Empire Files: NSA Whistleblower: Government Collecting Everything You Do - andrerm
http://mediaroots.org/empire-files-nsa-whistleblower-government-collecting-everything-you-do/
======
rurban
NISS is probably NIST.

> But what about people who want to protect their privacy?

> BB: Then you invent your own encryption. And don’t pass it through [NISS?]
> because then the NSA will have it. So, you don’t use anything publicly
> because they’ve already got that.

> AM: The encryption methodologies that are available now – the NSA was
> involved in constructing themselves.

> BB: They also know the algorithms, all of them, they have the software for
> it. Because it has to run through NISS to do testing. They do the testing
> and then they approve it for public use.

> So, I say, ‘hey, if you’re talking to your little community, make your own
> encryption.’ You’re not doing this publicly, we’re just doing it amongst
> ourselves. That would cause them a real problem.

So Bill Binney's recommendation is not to publish your crypto? Security by
obscurity? You have to be pretty good at it though.

South African underground did exactly that not to get caught.

------
Pick-A-Hill2019
(Quote from article - Bill Binney ex-technical director of the NSA) "That’s
the point. This is a totalitarian based slide. This is where we’re going. I
think they’ve done it by basically generating fear in the population. The fear
that something‘s going to happen unless they do this. When in fact we knew
that was a fraud from the beginning. You don’t have to give up any privacy to
have security."

RECORDED INFORMATION -
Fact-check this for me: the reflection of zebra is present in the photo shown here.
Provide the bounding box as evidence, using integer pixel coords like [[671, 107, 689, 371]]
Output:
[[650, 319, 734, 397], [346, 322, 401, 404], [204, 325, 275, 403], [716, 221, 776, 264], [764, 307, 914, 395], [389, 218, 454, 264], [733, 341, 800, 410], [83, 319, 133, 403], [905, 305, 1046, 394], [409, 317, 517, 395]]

PROBLEMS TO SOLVE -
A: In the NSA whistleblower thread, what group does rurban say avoided getting caught by doing exactly that?
B: Return the passage of the NSA whistleblower thread between "Empire Files: NSA" and "already got that.", inclusive.

TASK RESPONSES -
A: The South African underground.

B:
Empire Files: NSA Whistleblower: Government Collecting Everything You Do - andrerm
http://mediaroots.org/empire-files-nsa-whistleblower-government-collecting-everything-you-do/
======
rurban
NISS is probably NIST.

> But what about people who want to protect their privacy?

> BB: Then you invent your own encryption. And don’t pass it through [NISS?]
> because then the NSA will have it. So, you don’t use anything publicly
> because they’ve already got that.